§ Record set:
[Begin]
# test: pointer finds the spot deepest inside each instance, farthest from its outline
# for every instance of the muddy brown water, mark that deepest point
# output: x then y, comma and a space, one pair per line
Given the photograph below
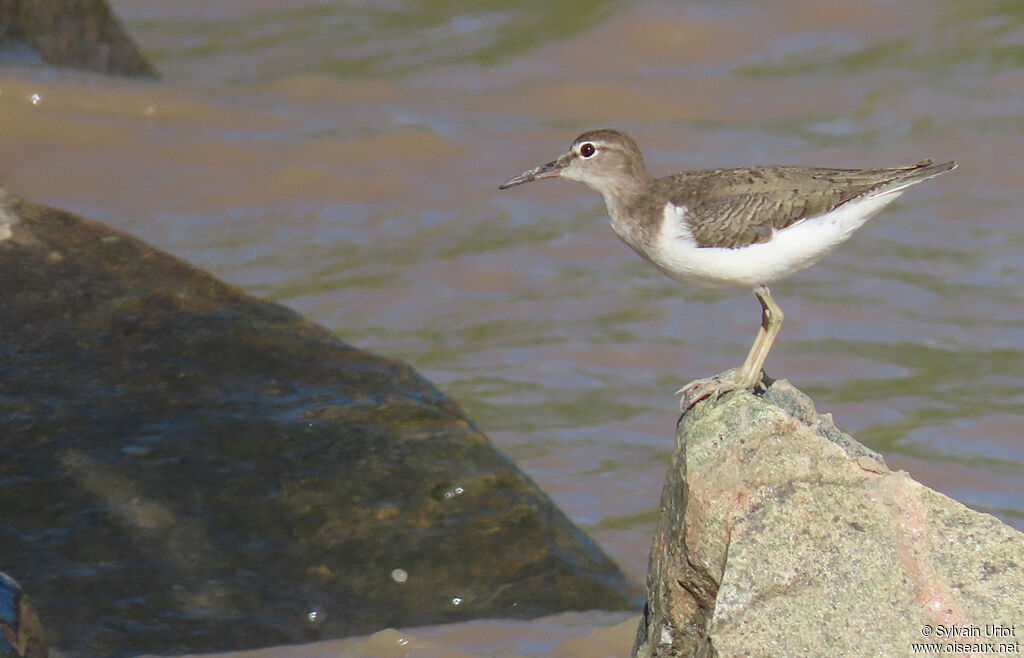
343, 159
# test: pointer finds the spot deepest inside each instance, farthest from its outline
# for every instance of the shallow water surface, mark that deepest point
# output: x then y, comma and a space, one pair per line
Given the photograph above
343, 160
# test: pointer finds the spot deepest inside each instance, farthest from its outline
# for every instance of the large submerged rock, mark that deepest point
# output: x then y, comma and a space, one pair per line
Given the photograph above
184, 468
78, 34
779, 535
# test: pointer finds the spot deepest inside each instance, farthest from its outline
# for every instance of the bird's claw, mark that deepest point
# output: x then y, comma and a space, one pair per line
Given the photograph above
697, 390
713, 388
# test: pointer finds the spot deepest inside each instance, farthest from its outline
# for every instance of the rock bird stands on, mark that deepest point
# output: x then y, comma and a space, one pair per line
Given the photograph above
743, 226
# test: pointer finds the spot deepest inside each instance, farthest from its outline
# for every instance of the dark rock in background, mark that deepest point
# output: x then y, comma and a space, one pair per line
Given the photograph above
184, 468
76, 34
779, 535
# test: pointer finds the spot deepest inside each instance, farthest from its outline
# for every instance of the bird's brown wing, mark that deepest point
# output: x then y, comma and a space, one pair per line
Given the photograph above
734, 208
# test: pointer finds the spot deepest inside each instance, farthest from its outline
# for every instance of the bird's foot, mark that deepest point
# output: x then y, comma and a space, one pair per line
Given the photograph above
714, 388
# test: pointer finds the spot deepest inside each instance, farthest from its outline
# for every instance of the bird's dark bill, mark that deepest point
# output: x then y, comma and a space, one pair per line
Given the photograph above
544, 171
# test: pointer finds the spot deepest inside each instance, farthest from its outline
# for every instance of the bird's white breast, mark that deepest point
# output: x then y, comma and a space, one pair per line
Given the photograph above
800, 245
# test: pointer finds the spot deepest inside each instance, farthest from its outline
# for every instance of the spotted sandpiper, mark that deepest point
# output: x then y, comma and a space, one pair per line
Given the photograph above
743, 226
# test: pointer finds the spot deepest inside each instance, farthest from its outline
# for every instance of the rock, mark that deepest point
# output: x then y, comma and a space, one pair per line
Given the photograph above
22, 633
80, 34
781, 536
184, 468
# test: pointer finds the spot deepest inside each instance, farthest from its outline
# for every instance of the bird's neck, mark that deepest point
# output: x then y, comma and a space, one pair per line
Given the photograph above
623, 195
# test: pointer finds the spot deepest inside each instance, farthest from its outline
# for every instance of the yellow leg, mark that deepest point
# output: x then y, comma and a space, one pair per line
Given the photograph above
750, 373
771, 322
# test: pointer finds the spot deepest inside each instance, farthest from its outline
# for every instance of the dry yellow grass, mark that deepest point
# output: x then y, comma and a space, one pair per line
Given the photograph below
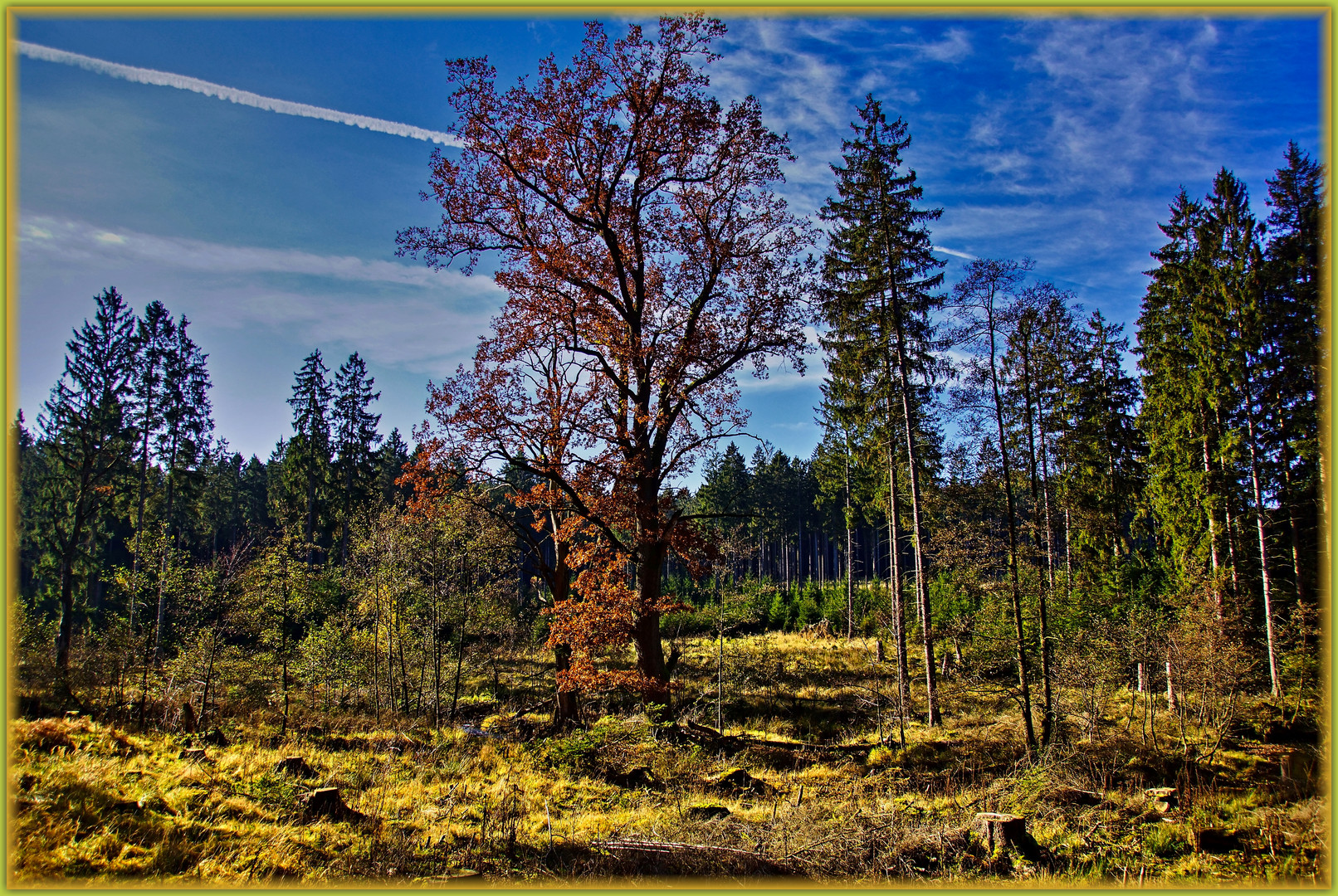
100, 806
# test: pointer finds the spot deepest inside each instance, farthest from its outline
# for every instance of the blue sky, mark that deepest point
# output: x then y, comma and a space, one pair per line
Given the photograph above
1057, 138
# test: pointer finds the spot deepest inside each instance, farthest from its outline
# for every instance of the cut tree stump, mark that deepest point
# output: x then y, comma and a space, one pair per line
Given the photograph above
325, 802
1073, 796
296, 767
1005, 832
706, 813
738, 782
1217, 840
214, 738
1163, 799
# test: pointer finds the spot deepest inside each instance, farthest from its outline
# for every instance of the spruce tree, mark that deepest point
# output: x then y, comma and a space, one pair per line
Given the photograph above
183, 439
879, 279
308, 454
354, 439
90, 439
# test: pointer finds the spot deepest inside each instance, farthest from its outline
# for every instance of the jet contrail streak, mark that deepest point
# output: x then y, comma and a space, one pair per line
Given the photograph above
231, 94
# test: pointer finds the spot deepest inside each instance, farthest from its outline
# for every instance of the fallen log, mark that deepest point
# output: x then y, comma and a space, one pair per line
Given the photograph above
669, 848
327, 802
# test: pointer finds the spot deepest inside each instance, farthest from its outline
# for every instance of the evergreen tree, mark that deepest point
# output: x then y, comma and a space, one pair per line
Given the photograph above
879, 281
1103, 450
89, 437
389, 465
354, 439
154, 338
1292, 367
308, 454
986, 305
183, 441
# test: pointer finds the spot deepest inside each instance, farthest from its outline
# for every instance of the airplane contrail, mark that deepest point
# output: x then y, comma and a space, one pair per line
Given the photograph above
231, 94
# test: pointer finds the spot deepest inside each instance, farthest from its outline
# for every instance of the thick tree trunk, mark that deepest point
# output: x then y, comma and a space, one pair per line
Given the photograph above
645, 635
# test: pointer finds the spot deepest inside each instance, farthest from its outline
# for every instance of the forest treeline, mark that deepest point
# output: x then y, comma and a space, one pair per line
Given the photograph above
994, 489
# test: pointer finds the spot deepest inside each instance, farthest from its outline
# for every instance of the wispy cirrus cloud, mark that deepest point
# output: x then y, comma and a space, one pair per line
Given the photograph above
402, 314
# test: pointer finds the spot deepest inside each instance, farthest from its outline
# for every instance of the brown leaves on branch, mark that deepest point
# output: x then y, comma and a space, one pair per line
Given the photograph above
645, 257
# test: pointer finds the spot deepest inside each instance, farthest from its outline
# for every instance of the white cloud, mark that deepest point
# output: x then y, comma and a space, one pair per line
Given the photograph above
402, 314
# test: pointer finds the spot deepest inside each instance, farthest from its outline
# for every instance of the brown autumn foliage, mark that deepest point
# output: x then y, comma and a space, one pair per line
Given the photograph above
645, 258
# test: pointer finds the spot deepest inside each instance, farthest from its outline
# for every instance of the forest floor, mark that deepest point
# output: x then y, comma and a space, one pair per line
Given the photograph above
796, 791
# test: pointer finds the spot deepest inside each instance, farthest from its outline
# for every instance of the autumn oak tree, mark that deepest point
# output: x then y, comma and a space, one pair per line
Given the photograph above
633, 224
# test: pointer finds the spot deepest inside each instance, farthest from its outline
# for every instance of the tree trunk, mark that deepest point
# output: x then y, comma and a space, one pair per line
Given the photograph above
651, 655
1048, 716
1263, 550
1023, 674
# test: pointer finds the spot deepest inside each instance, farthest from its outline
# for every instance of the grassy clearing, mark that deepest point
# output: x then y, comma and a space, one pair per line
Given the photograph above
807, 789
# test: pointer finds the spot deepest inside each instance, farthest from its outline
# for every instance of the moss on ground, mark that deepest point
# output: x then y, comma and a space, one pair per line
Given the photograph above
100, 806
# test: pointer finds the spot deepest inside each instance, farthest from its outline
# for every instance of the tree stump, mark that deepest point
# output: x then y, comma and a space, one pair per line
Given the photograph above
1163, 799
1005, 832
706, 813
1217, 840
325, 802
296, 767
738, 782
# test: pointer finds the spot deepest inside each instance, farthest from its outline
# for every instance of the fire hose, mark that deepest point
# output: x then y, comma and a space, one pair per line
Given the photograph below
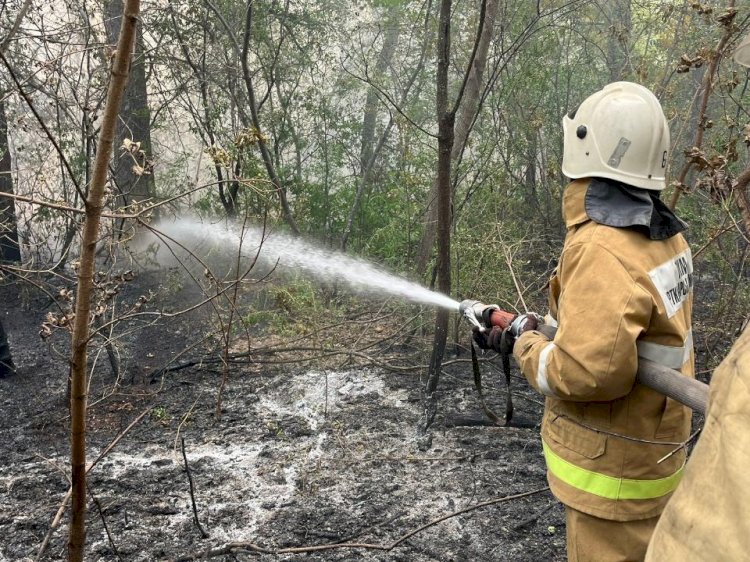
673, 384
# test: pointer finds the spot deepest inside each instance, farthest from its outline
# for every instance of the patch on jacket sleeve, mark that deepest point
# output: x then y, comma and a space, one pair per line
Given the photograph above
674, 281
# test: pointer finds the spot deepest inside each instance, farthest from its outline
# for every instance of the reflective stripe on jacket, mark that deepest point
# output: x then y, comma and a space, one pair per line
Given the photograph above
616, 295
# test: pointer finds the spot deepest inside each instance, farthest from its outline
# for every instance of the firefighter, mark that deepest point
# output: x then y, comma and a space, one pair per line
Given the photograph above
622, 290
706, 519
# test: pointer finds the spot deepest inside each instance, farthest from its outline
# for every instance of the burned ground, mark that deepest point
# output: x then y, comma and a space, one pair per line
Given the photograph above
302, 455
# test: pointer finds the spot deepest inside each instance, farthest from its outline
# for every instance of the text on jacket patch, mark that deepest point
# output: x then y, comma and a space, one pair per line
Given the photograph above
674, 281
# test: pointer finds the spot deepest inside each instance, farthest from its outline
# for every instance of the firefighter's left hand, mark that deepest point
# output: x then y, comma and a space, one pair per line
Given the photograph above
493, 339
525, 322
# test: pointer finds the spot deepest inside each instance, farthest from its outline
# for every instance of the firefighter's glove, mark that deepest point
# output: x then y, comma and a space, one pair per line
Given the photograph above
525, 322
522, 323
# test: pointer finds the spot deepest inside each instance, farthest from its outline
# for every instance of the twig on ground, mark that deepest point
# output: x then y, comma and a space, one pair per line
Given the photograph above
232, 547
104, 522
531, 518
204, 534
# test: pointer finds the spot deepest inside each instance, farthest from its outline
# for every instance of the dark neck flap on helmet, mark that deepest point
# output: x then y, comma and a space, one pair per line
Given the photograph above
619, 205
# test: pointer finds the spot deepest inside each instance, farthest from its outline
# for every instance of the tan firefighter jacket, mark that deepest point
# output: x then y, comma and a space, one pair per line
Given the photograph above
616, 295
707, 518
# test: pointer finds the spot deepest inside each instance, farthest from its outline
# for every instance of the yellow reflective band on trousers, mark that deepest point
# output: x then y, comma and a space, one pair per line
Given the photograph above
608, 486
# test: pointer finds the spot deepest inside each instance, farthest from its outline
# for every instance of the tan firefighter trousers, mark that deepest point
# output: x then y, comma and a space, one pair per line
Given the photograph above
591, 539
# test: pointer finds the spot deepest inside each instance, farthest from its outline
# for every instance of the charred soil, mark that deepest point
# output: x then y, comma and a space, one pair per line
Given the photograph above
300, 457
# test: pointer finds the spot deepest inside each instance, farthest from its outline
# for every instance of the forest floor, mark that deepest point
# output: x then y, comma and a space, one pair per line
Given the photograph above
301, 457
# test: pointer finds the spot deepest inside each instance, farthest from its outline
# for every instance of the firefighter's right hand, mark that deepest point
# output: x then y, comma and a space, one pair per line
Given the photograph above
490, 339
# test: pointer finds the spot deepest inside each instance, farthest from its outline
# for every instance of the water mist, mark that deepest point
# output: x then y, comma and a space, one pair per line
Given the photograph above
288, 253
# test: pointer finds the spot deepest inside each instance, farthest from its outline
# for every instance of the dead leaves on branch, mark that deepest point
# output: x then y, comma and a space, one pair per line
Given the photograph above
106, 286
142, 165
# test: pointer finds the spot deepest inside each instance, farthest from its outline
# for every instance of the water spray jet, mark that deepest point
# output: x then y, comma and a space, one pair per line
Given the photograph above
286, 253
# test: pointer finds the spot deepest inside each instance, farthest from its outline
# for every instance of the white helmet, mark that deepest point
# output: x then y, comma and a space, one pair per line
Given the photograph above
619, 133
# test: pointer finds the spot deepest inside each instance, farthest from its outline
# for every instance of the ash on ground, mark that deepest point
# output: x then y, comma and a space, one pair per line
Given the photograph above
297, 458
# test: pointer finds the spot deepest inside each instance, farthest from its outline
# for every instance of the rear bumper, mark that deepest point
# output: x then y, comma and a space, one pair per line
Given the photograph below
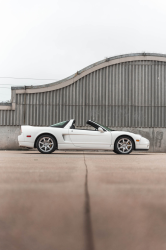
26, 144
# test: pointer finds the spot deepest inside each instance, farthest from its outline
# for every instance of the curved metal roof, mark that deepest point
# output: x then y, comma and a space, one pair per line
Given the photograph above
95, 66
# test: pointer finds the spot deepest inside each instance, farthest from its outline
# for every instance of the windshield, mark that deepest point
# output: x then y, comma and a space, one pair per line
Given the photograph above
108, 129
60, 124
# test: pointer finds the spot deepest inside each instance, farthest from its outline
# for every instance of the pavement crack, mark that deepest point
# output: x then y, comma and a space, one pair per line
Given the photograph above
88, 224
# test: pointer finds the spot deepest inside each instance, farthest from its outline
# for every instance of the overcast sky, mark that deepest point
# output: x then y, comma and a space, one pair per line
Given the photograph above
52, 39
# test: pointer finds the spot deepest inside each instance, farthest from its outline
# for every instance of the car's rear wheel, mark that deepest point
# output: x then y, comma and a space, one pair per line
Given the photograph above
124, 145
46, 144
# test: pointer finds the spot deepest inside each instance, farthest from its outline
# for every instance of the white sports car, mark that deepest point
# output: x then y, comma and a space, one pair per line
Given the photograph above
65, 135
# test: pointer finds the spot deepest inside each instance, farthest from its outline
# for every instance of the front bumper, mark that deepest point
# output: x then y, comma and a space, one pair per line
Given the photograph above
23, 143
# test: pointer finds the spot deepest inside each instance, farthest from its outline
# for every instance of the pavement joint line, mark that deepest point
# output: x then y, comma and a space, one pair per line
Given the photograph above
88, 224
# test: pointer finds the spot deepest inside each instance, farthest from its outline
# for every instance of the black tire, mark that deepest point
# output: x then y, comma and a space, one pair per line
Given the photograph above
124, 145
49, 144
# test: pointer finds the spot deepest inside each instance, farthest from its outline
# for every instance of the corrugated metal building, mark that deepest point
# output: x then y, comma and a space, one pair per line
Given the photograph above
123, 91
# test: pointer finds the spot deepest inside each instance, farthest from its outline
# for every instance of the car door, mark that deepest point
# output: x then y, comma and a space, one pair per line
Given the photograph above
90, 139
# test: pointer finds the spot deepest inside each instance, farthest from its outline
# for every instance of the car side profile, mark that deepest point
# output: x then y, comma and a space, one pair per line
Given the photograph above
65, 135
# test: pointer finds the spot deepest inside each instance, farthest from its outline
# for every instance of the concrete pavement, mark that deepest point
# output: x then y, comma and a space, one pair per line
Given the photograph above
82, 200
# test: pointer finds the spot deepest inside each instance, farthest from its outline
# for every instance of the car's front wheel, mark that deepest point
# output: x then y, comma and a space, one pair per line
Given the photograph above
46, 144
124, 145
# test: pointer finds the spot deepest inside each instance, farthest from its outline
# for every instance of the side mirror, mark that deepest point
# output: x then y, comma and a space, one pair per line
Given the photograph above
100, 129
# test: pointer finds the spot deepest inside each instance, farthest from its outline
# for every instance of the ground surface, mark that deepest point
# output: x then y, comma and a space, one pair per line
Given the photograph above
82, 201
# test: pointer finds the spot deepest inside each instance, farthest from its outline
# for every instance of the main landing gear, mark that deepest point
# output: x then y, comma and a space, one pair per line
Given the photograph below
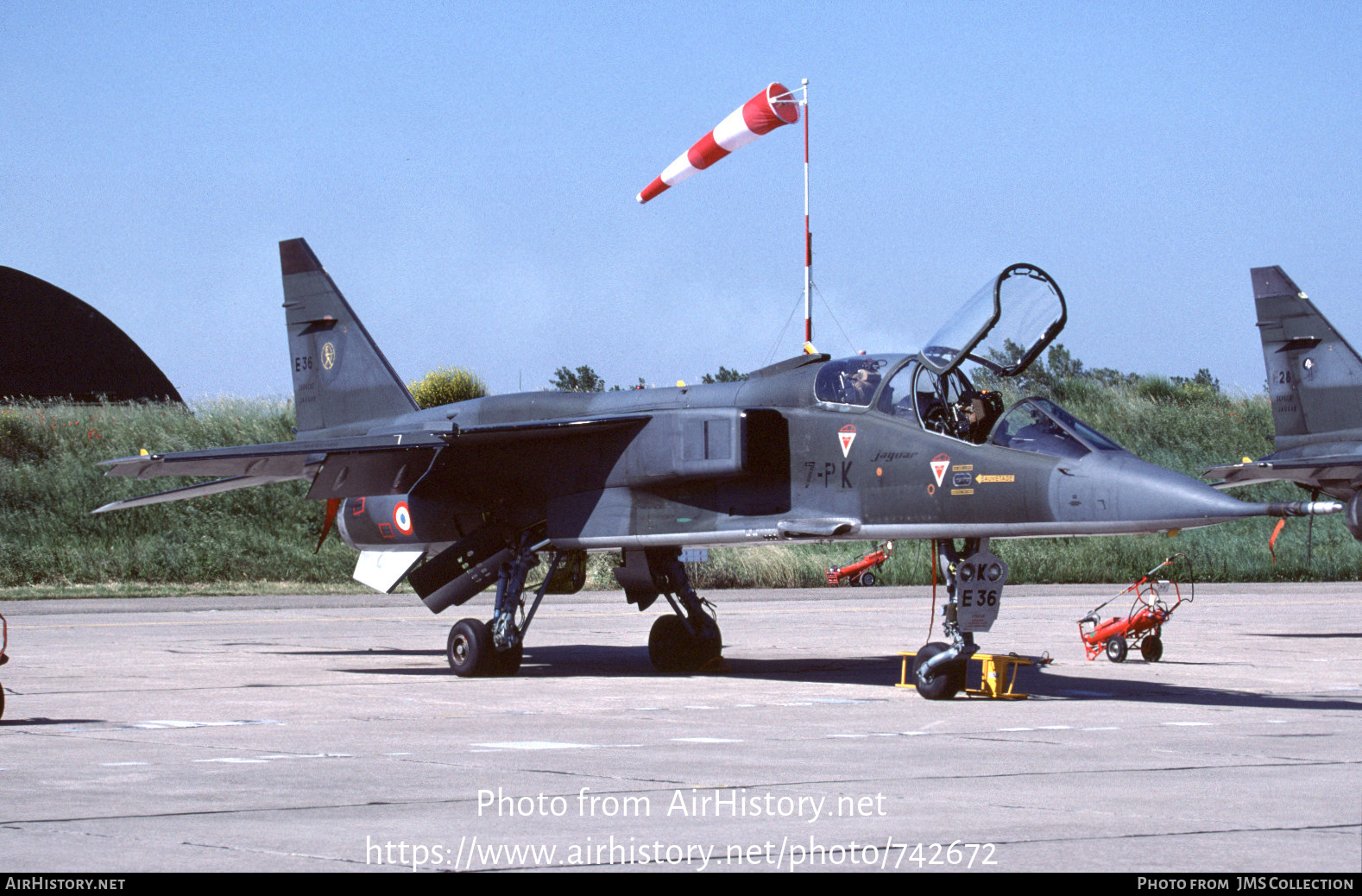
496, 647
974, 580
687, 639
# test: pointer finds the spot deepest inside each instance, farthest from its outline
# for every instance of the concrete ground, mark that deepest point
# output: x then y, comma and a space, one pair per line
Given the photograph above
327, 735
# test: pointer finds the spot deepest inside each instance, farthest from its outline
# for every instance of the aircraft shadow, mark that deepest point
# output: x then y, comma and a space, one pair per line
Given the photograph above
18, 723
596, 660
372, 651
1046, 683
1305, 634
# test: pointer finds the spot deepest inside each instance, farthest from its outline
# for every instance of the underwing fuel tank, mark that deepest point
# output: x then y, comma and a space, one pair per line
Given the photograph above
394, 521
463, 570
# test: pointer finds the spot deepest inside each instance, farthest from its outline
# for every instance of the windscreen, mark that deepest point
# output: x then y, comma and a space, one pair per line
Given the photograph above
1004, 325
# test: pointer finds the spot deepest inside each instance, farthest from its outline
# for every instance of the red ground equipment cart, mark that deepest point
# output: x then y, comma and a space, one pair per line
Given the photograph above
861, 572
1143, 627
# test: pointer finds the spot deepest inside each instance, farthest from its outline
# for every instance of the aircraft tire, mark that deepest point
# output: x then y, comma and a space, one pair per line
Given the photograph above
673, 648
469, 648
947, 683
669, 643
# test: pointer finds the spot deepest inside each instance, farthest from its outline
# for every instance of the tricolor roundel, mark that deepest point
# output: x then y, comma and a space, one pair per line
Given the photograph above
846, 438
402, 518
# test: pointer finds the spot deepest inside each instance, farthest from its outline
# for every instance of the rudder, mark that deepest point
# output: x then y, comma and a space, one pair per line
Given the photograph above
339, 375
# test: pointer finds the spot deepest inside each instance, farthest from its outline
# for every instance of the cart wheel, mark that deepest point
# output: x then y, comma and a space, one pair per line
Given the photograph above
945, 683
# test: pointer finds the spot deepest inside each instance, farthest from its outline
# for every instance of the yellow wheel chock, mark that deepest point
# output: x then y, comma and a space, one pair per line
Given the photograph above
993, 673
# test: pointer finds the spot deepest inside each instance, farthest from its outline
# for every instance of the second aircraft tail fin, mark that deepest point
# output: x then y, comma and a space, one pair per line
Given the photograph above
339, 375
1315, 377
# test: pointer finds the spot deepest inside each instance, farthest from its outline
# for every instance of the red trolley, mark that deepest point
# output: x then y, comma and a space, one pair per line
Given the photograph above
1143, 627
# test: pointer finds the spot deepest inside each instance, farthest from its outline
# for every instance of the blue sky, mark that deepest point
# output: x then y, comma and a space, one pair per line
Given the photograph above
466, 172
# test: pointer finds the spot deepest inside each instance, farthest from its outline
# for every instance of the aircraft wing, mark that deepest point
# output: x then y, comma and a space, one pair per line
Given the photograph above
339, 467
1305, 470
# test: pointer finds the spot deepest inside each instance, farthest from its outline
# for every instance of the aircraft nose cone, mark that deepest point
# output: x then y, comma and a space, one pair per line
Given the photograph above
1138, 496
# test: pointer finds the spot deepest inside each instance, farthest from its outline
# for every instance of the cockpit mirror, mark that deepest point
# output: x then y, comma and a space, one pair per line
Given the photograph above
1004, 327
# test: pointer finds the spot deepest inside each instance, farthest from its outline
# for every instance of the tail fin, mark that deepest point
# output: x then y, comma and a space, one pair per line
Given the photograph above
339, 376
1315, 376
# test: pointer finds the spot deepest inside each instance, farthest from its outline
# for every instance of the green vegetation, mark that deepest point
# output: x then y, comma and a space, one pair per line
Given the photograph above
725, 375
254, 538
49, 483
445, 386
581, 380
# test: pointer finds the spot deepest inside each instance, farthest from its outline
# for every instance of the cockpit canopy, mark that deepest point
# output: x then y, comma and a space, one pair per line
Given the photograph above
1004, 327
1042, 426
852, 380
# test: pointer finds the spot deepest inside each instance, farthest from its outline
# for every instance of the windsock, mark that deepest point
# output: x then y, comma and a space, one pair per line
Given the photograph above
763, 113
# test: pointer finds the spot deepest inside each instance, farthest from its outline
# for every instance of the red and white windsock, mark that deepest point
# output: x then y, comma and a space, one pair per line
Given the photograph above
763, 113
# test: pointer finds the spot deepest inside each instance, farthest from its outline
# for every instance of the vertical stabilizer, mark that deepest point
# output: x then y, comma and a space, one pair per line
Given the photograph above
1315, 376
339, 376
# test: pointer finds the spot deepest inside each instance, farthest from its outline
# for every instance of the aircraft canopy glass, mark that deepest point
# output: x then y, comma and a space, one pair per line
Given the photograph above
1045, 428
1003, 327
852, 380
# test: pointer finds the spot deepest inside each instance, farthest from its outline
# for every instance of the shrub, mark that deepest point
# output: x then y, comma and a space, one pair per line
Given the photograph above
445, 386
[End]
§ Instructions to follow:
Determine how many lines in the rows above contain the string "cockpit", with letter case taken into account. Give only the number.

§ The solution:
2